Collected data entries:
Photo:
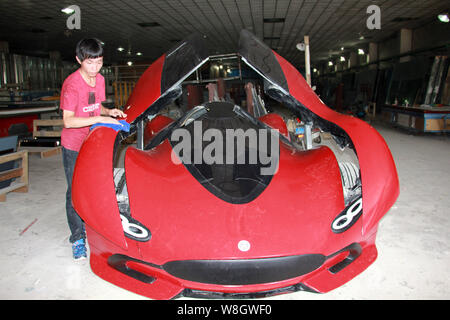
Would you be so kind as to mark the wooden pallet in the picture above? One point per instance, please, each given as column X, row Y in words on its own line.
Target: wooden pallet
column 21, row 172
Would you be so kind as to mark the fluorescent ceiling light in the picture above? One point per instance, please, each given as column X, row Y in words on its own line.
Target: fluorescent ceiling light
column 68, row 10
column 443, row 17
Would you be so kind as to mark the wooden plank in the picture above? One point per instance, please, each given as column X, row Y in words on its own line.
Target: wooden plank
column 20, row 187
column 46, row 133
column 10, row 174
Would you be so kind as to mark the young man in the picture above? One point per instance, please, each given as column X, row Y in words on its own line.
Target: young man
column 81, row 100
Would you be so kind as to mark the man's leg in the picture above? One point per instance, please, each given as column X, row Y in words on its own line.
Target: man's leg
column 76, row 224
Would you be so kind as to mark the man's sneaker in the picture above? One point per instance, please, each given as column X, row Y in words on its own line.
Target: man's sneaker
column 79, row 250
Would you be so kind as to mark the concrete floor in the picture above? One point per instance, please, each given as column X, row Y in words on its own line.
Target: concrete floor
column 413, row 238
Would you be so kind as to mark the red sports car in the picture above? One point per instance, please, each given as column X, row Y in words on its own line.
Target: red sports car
column 227, row 199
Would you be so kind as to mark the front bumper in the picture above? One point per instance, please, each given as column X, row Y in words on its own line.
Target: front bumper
column 249, row 278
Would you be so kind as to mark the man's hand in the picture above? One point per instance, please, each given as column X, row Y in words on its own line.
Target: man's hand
column 117, row 113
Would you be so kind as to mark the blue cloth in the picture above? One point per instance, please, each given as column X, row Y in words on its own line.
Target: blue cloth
column 124, row 126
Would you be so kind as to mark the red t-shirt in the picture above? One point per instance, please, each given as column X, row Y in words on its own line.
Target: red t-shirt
column 85, row 101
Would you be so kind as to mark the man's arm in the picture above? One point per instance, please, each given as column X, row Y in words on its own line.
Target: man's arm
column 112, row 112
column 70, row 121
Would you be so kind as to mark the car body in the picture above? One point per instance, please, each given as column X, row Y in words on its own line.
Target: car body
column 163, row 227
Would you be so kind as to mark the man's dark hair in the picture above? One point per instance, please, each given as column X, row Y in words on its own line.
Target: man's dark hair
column 89, row 49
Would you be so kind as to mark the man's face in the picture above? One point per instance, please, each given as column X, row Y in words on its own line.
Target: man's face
column 91, row 66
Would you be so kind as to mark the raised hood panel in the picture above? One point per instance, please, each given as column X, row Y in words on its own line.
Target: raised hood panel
column 160, row 83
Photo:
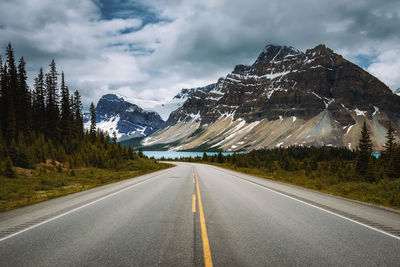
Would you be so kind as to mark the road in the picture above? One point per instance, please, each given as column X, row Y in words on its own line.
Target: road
column 196, row 215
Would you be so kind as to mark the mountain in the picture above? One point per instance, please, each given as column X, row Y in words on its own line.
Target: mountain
column 177, row 101
column 128, row 120
column 286, row 97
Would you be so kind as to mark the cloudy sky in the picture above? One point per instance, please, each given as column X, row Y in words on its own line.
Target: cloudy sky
column 149, row 49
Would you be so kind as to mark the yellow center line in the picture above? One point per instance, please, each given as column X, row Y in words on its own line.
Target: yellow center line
column 194, row 203
column 206, row 244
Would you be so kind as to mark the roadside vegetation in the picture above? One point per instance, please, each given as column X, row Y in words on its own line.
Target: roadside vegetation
column 339, row 171
column 45, row 151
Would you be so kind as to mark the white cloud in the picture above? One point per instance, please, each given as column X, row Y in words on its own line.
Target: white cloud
column 193, row 42
column 387, row 68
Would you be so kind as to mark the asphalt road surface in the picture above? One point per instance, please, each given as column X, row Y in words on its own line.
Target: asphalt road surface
column 196, row 215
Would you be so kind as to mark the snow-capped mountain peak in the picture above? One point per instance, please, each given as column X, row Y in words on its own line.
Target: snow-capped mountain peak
column 127, row 120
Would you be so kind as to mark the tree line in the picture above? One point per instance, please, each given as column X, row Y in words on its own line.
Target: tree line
column 336, row 164
column 47, row 122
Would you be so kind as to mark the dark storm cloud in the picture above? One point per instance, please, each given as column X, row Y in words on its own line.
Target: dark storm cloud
column 149, row 49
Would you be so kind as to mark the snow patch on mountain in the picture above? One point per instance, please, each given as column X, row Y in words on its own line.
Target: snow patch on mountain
column 115, row 115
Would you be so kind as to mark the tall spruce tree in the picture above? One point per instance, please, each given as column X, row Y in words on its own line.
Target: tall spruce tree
column 364, row 151
column 23, row 112
column 92, row 121
column 4, row 99
column 11, row 94
column 390, row 142
column 66, row 116
column 52, row 110
column 1, row 97
column 78, row 118
column 39, row 104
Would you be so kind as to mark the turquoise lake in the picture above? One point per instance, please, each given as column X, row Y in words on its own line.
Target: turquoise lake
column 178, row 154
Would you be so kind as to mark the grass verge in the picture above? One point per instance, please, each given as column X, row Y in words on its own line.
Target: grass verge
column 384, row 193
column 52, row 180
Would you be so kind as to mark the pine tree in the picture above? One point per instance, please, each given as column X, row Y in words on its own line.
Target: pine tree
column 8, row 168
column 389, row 145
column 1, row 97
column 220, row 158
column 23, row 111
column 39, row 105
column 52, row 111
column 10, row 96
column 92, row 121
column 66, row 116
column 364, row 151
column 78, row 118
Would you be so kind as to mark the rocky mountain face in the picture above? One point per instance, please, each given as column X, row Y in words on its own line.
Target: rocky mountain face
column 128, row 120
column 177, row 101
column 286, row 97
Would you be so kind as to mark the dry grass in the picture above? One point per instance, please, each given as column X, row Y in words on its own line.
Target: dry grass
column 52, row 179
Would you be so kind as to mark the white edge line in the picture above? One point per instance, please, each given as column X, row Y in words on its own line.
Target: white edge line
column 328, row 211
column 78, row 208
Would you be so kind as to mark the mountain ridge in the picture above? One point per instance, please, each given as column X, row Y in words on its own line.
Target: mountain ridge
column 321, row 97
column 127, row 120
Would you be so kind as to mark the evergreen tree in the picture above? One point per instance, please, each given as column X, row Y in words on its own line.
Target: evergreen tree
column 140, row 152
column 66, row 116
column 52, row 111
column 92, row 121
column 78, row 118
column 364, row 151
column 220, row 158
column 10, row 99
column 8, row 168
column 23, row 112
column 2, row 118
column 389, row 145
column 39, row 105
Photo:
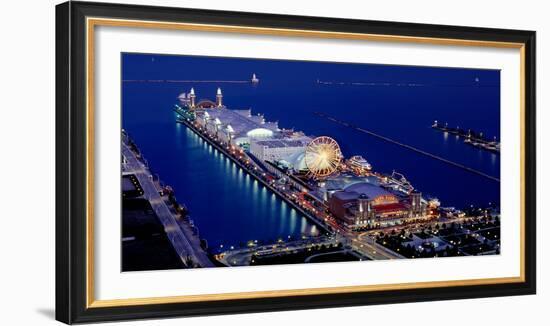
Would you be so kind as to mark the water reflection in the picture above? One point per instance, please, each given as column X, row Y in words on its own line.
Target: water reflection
column 228, row 205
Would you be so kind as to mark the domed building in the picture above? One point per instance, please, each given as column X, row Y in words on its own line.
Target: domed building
column 365, row 204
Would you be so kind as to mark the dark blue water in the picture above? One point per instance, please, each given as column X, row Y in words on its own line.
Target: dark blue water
column 230, row 207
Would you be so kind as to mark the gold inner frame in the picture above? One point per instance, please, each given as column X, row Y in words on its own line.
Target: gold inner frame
column 91, row 22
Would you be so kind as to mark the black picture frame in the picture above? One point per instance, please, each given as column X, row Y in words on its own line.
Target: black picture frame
column 71, row 158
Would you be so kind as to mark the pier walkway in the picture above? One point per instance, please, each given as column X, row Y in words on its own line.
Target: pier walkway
column 185, row 245
column 409, row 147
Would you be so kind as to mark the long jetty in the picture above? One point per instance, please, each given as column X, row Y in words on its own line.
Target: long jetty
column 409, row 147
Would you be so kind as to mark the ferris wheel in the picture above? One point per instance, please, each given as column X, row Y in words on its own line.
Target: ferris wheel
column 322, row 156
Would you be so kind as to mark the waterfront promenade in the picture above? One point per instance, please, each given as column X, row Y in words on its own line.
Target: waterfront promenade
column 185, row 243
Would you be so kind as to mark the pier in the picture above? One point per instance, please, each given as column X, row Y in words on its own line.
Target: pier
column 470, row 137
column 409, row 147
column 186, row 81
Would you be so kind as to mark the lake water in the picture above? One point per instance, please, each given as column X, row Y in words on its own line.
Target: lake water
column 229, row 207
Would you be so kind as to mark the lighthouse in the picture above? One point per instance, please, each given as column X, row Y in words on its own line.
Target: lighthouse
column 219, row 98
column 192, row 97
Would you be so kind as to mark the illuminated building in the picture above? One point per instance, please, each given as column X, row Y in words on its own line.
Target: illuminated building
column 192, row 98
column 365, row 204
column 219, row 98
column 359, row 165
column 277, row 149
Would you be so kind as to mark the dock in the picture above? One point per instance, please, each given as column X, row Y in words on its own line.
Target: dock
column 220, row 148
column 184, row 241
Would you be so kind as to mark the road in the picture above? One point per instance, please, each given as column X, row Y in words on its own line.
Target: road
column 185, row 245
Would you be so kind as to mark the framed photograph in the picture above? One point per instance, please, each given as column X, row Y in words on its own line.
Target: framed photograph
column 214, row 162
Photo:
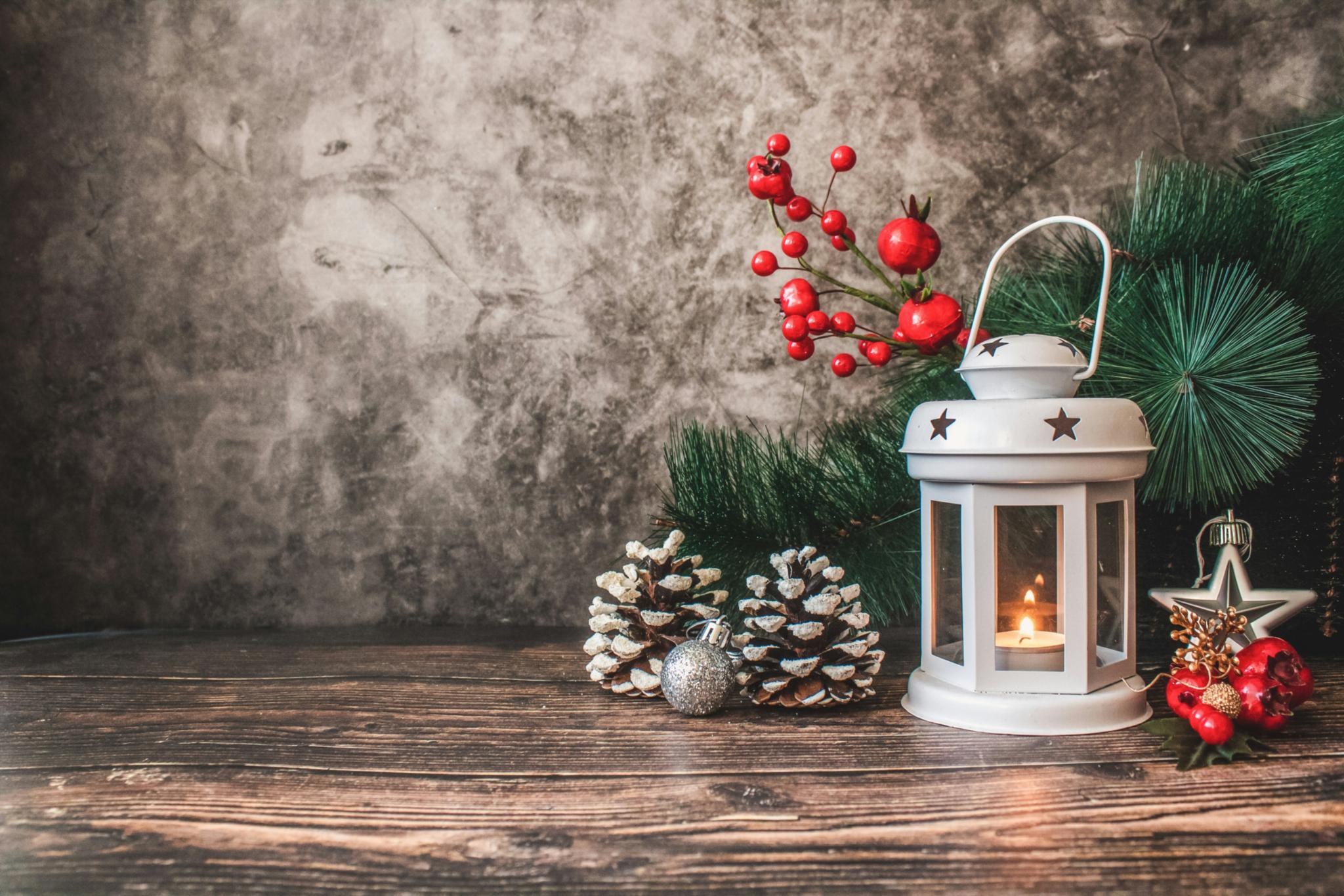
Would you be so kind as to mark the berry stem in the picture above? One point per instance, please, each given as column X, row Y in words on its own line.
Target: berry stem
column 885, row 304
column 877, row 270
column 873, row 338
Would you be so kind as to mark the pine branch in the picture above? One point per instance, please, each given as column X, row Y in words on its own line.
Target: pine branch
column 740, row 496
column 1225, row 374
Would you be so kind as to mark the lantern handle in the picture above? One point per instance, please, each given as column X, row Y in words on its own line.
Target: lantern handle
column 1101, row 301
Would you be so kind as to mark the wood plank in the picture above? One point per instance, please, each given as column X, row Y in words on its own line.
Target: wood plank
column 1104, row 826
column 490, row 727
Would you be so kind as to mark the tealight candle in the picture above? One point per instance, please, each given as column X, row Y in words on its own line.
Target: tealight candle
column 1024, row 649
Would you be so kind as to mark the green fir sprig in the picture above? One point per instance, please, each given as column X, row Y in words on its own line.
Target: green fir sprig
column 1205, row 331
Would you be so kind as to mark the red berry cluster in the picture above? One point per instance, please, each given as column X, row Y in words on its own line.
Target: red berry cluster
column 1269, row 683
column 928, row 320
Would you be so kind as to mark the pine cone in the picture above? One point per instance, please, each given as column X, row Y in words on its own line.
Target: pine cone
column 647, row 615
column 805, row 645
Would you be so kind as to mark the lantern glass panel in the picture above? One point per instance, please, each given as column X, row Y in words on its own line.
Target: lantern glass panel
column 946, row 580
column 1028, row 609
column 1110, row 582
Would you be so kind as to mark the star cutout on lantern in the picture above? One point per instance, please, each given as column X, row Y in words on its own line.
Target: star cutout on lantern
column 1063, row 425
column 940, row 426
column 1230, row 589
column 990, row 348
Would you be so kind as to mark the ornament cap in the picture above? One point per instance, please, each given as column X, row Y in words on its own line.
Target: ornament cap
column 1228, row 531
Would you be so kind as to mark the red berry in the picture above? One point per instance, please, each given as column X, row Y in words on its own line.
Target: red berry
column 982, row 335
column 842, row 323
column 764, row 264
column 799, row 209
column 909, row 245
column 765, row 186
column 932, row 323
column 1265, row 703
column 1278, row 661
column 1213, row 727
column 833, row 223
column 797, row 297
column 1185, row 691
column 793, row 243
column 843, row 157
column 795, row 327
column 800, row 350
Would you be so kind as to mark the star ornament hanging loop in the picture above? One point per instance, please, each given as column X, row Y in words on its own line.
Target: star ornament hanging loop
column 1205, row 642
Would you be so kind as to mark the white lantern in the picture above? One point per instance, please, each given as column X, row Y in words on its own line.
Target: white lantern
column 1027, row 510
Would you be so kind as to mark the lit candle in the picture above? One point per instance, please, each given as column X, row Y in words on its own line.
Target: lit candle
column 1024, row 649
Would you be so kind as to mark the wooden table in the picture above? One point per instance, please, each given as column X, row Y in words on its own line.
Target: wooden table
column 434, row 760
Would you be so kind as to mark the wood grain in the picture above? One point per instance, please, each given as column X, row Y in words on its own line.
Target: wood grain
column 388, row 767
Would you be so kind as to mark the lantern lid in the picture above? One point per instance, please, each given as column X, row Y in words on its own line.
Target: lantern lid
column 1038, row 439
column 1028, row 366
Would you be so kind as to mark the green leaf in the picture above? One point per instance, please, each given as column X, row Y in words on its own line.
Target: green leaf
column 1192, row 752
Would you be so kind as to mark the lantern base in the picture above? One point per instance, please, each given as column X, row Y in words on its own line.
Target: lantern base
column 1024, row 714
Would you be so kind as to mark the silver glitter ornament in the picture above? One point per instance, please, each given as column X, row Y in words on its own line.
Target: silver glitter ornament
column 698, row 676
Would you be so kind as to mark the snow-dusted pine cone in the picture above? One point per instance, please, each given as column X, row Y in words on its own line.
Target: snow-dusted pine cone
column 651, row 603
column 805, row 642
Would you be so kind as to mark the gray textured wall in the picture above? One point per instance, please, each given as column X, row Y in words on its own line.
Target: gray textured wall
column 377, row 312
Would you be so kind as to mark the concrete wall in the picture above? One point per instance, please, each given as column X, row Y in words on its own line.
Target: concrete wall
column 378, row 312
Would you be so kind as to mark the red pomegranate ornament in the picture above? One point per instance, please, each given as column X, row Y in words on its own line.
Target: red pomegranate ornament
column 1265, row 703
column 1278, row 661
column 931, row 320
column 909, row 245
column 1211, row 725
column 1185, row 691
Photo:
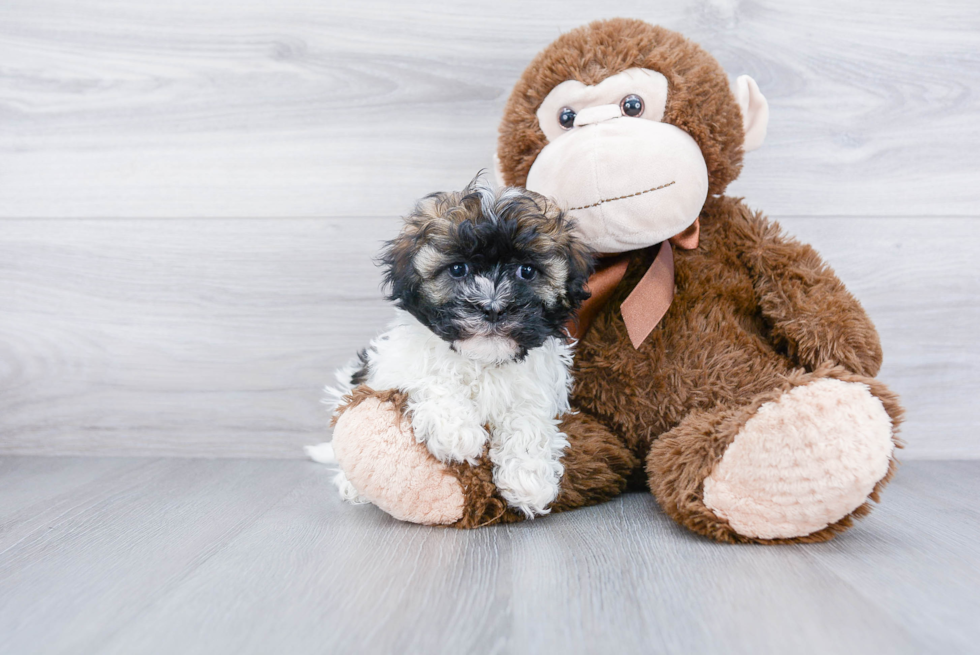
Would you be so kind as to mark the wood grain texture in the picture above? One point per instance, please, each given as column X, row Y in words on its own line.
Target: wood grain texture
column 215, row 337
column 227, row 556
column 305, row 108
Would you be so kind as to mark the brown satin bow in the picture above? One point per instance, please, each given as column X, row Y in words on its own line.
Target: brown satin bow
column 650, row 298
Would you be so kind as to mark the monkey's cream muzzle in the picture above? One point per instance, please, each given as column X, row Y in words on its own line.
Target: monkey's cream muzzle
column 628, row 182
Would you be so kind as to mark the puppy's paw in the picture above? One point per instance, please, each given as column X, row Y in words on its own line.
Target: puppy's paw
column 528, row 485
column 450, row 436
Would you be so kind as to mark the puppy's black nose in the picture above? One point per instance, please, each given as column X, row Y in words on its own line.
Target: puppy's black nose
column 493, row 315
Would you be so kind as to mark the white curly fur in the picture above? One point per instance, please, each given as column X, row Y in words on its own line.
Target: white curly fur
column 456, row 390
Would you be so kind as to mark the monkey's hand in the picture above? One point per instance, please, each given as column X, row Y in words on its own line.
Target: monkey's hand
column 450, row 428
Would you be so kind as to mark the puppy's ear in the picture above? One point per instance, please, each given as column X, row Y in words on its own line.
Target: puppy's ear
column 581, row 264
column 402, row 282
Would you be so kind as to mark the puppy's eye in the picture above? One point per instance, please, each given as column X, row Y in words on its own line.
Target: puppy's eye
column 632, row 105
column 566, row 118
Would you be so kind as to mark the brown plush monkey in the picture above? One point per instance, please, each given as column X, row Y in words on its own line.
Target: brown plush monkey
column 721, row 364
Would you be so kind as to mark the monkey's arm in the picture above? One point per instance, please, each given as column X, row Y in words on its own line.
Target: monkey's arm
column 808, row 308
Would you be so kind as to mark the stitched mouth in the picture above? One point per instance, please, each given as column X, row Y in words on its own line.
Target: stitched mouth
column 630, row 195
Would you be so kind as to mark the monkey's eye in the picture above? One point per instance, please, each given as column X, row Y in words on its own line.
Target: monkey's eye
column 632, row 105
column 566, row 118
column 527, row 272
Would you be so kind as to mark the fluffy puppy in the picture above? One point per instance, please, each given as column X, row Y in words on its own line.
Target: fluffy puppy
column 484, row 282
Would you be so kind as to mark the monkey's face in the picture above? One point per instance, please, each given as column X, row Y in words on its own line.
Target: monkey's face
column 629, row 127
column 492, row 273
column 630, row 179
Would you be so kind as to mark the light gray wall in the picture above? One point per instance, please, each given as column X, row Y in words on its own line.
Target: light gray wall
column 191, row 193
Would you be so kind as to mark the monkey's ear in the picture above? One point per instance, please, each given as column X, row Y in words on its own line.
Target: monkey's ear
column 498, row 174
column 755, row 112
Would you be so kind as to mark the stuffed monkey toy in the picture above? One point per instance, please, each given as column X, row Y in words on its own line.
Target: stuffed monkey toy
column 720, row 364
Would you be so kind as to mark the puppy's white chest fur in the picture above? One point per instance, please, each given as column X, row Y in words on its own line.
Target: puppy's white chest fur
column 459, row 403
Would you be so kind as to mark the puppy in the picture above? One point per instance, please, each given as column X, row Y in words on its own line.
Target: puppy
column 484, row 282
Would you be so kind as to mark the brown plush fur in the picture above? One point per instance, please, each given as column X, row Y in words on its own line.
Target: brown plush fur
column 755, row 313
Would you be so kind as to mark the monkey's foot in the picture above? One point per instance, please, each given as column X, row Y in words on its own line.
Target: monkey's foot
column 802, row 462
column 377, row 452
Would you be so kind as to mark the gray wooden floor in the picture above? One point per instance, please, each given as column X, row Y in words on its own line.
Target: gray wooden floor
column 151, row 555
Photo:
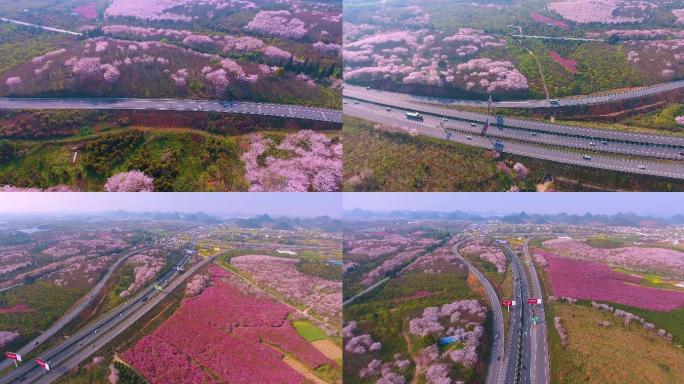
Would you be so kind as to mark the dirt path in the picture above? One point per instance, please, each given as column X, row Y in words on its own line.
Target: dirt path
column 541, row 73
column 416, row 373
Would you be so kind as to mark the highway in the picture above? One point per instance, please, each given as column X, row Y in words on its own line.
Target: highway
column 431, row 126
column 72, row 314
column 517, row 356
column 607, row 97
column 540, row 372
column 409, row 103
column 495, row 369
column 92, row 337
column 129, row 104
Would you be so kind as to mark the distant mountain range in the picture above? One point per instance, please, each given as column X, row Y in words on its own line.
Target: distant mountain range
column 177, row 216
column 618, row 219
column 265, row 221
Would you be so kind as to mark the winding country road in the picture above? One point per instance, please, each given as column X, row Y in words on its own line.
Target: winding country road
column 234, row 107
column 85, row 342
column 540, row 372
column 73, row 312
column 496, row 367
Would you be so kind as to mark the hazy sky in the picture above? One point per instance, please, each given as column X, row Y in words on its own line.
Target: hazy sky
column 657, row 204
column 279, row 204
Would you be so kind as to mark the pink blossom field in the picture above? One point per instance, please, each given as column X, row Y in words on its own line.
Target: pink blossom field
column 659, row 260
column 246, row 339
column 590, row 280
column 322, row 296
column 287, row 56
column 302, row 161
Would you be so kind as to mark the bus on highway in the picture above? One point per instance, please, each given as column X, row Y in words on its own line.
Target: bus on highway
column 414, row 116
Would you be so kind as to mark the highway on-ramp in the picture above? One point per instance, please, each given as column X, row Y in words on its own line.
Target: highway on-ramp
column 92, row 337
column 73, row 312
column 496, row 367
column 539, row 365
column 234, row 107
column 518, row 339
column 394, row 100
column 431, row 126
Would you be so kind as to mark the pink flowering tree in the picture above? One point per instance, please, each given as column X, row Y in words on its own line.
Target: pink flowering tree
column 278, row 24
column 15, row 83
column 132, row 181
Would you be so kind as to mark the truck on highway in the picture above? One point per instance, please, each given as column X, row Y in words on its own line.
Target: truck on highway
column 414, row 116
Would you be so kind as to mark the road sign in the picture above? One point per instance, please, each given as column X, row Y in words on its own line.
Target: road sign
column 43, row 364
column 13, row 356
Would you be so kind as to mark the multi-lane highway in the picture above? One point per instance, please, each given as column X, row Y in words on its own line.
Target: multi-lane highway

[TASK GOAL] Reproduce the material above word for word, from its start through the line containing "column 124, row 126", with both ends included. Omit the pictures from your copy.

[ANSWER TO THIS EXERCISE]
Photo:
Would you be so kind as to mark the wooden pallet in the picture above? One point per instance, please, each given as column X, row Y in words on its own line.
Target: wooden pallet
column 21, row 172
Would you be so kind as to mark the fluorescent ceiling light in the picture above? One point per instance, please, each given as column X, row Y in words on its own line.
Target: fluorescent ceiling light
column 68, row 10
column 443, row 17
Would you be so kind as to mark the wooden plank in the picture above? One point per instance, please, each given as column X, row Y in words on its own line.
Target: wooden plank
column 20, row 187
column 46, row 133
column 10, row 174
Would you be so kind as to mark the young man in the picture above? One point per instance, please, each given as column X, row Y in words on its own line.
Target: young man
column 81, row 100
Would you be so kind as to mark the man's leg in the picture above? One point per instance, please, each given as column X, row Y in words on its own line.
Target: man's leg
column 76, row 224
Would you be so kind as to mark the man's sneaker in the picture above? One point per instance, please, each given as column X, row Y in words on its own line.
Target: man's sneaker
column 79, row 250
Would you be so kind as to mark the concrete floor in the picture above? One point per instance, please, each given as column X, row Y in words on its own line.
Target: concrete floor
column 413, row 238
Would you be so kind as to mark the red sports car in the picture above? One point per instance, please, each given as column X, row Y in words on its own line.
Target: red sports car
column 227, row 199
Would you be so kind as to mark the front bumper in the picture above? One point per instance, please, each given as column X, row Y in words on its own line.
Target: front bumper
column 249, row 278
Would you be so kind as to mark the man's hand in the picture above? One point per instance, please, each given as column X, row Y in words on its own line.
Target: man's hand
column 117, row 113
Would you be so kind as to mark the blue cloth in the picture above? One point per instance, please, each given as column X, row Y in words on its own line.
Target: blue cloth
column 124, row 126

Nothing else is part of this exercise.